• Exercise directions: Could you retype all of the entries below word for word?

Records drawn from a dataset
+ + + + + + +
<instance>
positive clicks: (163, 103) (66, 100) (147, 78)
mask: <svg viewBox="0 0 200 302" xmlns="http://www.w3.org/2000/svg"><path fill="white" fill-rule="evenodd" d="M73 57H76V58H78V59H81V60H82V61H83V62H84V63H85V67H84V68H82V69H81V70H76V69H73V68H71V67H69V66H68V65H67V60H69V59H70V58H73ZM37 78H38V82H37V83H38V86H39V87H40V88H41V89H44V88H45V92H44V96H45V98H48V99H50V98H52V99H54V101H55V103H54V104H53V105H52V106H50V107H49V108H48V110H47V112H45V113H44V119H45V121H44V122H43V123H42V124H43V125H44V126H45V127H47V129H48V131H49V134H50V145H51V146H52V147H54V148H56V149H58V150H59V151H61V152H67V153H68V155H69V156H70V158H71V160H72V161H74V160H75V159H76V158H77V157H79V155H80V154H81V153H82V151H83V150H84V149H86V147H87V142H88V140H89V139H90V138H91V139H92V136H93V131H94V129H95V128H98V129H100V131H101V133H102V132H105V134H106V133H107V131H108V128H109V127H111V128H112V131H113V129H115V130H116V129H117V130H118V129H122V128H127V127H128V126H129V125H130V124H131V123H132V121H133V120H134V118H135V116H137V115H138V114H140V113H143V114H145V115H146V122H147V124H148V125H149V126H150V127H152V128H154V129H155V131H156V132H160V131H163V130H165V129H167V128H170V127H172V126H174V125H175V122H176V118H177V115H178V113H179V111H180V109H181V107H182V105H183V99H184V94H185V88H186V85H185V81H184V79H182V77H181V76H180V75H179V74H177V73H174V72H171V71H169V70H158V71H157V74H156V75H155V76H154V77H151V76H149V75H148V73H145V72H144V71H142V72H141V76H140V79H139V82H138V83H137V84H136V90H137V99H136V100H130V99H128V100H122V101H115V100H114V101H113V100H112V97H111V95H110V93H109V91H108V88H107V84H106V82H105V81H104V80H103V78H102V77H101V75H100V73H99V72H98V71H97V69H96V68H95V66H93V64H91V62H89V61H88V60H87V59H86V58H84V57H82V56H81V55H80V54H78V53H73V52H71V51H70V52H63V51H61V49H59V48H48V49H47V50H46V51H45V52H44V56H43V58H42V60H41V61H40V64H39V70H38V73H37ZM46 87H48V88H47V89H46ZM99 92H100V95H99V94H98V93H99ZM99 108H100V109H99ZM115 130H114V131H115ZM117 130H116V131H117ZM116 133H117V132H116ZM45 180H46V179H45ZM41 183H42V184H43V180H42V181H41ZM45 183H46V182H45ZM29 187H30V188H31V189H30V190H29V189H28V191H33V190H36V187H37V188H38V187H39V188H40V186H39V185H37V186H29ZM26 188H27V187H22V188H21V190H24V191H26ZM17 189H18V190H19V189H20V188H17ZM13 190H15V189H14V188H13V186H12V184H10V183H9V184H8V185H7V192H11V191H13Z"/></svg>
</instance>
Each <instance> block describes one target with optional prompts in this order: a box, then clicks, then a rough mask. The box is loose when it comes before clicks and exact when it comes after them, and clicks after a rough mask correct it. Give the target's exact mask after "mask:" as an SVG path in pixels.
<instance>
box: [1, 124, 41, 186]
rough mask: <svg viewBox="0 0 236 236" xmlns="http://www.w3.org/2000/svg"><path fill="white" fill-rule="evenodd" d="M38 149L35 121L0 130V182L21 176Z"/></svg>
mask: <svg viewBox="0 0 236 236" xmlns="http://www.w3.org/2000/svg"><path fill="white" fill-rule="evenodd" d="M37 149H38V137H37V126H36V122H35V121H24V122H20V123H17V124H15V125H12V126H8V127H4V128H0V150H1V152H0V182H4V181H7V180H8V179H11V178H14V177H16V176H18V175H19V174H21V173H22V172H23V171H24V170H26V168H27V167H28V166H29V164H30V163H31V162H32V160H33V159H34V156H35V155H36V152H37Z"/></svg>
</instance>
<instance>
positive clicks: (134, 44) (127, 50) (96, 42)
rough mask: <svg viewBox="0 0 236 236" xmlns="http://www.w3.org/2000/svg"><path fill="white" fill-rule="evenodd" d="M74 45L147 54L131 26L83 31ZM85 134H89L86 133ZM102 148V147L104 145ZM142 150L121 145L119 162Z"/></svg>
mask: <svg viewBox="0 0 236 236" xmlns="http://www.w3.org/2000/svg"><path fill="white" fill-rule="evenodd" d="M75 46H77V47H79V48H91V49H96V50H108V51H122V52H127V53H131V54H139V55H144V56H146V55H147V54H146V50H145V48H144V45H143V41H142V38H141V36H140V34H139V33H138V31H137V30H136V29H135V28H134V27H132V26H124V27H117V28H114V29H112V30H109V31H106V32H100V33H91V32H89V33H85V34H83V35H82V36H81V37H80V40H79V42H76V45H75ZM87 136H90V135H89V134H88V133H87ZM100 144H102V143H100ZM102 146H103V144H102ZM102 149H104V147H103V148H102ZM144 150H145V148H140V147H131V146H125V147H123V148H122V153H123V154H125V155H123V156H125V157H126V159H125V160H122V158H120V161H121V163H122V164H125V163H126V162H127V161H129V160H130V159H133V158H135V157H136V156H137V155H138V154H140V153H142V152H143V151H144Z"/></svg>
+ + + + + + +
• Answer to the exercise:
<instance>
positive clicks: (163, 103) (66, 100) (147, 78)
mask: <svg viewBox="0 0 200 302" xmlns="http://www.w3.org/2000/svg"><path fill="white" fill-rule="evenodd" d="M73 57H76V58H78V59H81V60H82V61H83V62H84V63H85V67H84V68H82V69H81V70H76V69H73V68H71V67H69V66H68V65H67V60H69V59H70V58H73ZM37 78H38V82H37V83H38V86H39V87H40V88H41V89H44V88H45V92H44V96H45V98H48V99H50V98H52V99H54V101H55V103H54V104H53V105H52V106H50V107H49V108H48V110H47V112H45V113H44V119H45V121H44V122H43V123H42V124H43V125H44V126H45V127H47V129H48V131H49V134H50V145H51V146H52V147H54V148H56V149H58V150H59V151H61V152H67V153H68V155H69V156H70V158H71V160H72V161H74V160H75V159H76V158H77V157H79V155H80V154H81V153H82V151H83V150H84V149H86V147H87V142H88V140H89V139H90V138H91V139H92V136H93V131H94V129H95V128H98V129H100V131H101V133H102V132H105V134H106V133H107V131H108V128H109V127H111V128H112V131H113V129H115V130H116V129H117V130H118V129H122V128H127V127H128V126H129V125H130V124H131V123H132V121H133V120H134V118H135V116H137V115H138V114H140V113H143V114H145V115H146V122H147V124H148V125H149V126H150V127H152V128H154V129H155V131H156V132H160V131H163V130H165V129H167V128H170V127H172V126H174V125H175V122H176V118H177V115H178V113H179V111H180V109H181V107H182V105H183V99H184V94H185V88H186V85H185V81H184V79H182V77H181V76H180V75H179V74H177V73H174V72H171V71H169V70H158V71H157V74H156V75H155V76H154V77H151V76H149V75H148V73H145V72H144V71H142V72H141V76H140V79H139V82H138V83H137V84H136V90H137V99H136V100H130V99H128V100H122V101H115V100H114V101H113V100H112V97H111V95H110V93H109V91H108V88H107V84H106V82H105V81H104V80H103V78H102V77H101V75H100V73H99V72H98V71H97V69H96V68H95V66H93V64H91V62H89V61H88V60H87V59H86V58H84V57H82V56H81V55H80V54H78V53H73V52H71V51H70V52H63V51H61V49H59V48H48V49H47V50H46V51H45V52H44V56H43V58H42V60H41V61H40V64H39V70H38V73H37ZM46 87H48V88H47V89H46ZM99 92H100V95H99V94H98V93H99ZM99 108H100V109H99ZM115 130H114V131H115ZM117 130H116V131H117ZM116 133H117V132H116ZM45 180H46V179H45ZM41 183H42V184H43V180H42V181H41ZM45 183H46V182H45ZM29 187H30V188H31V189H30V190H29V189H28V191H33V190H36V187H37V188H38V187H39V188H40V186H39V185H37V186H29ZM26 188H27V187H22V188H21V190H24V191H26ZM17 189H18V190H19V189H20V188H17ZM13 190H15V189H14V188H13V186H12V184H10V183H9V184H8V185H7V192H11V191H13Z"/></svg>
</instance>
Each <instance> block describes one target with optional prompts in this order: a box, then clicks, then a rough mask. The box is loose when it comes before clicks and exact when it comes after them, and clicks after a rough mask correct it. Give the target's exact mask after "mask:" as an SVG path in pixels.
<instance>
box: [1, 124, 41, 186]
rough mask: <svg viewBox="0 0 236 236" xmlns="http://www.w3.org/2000/svg"><path fill="white" fill-rule="evenodd" d="M38 149L35 121L0 130V182L21 176Z"/></svg>
mask: <svg viewBox="0 0 236 236" xmlns="http://www.w3.org/2000/svg"><path fill="white" fill-rule="evenodd" d="M37 149H38V137H37V126H36V122H35V121H24V122H20V123H17V124H15V125H12V126H8V127H4V128H0V150H1V152H0V182H4V181H7V180H8V179H11V178H14V177H16V176H18V175H19V174H21V173H22V172H23V171H24V170H26V168H27V167H28V166H29V164H30V163H31V162H32V160H33V159H34V156H35V155H36V152H37Z"/></svg>
</instance>
<instance>
positive clicks: (134, 44) (127, 50) (96, 42)
rough mask: <svg viewBox="0 0 236 236" xmlns="http://www.w3.org/2000/svg"><path fill="white" fill-rule="evenodd" d="M74 45L147 54L131 26L83 31ZM85 134H89L86 133ZM102 148V147L104 145ZM142 150L121 145L119 162Z"/></svg>
mask: <svg viewBox="0 0 236 236" xmlns="http://www.w3.org/2000/svg"><path fill="white" fill-rule="evenodd" d="M75 46H77V47H79V48H91V49H96V50H108V51H122V52H127V53H131V54H139V55H144V56H146V55H147V54H146V50H145V48H144V45H143V41H142V38H141V36H140V34H139V33H138V31H137V30H136V29H135V28H134V27H132V26H124V27H117V28H114V29H112V30H109V31H106V32H100V33H91V32H89V33H85V34H83V35H82V36H81V37H80V40H79V42H76V45H75ZM87 136H90V135H89V134H88V133H87ZM100 144H102V143H100ZM102 146H103V144H102ZM102 149H104V147H103V148H102ZM144 150H145V148H140V147H131V146H125V147H123V148H122V153H123V154H125V155H123V156H125V157H126V159H125V160H122V158H120V161H121V163H122V164H125V163H126V162H127V161H129V160H130V159H133V158H135V157H136V156H137V155H138V154H140V153H142V152H143V151H144Z"/></svg>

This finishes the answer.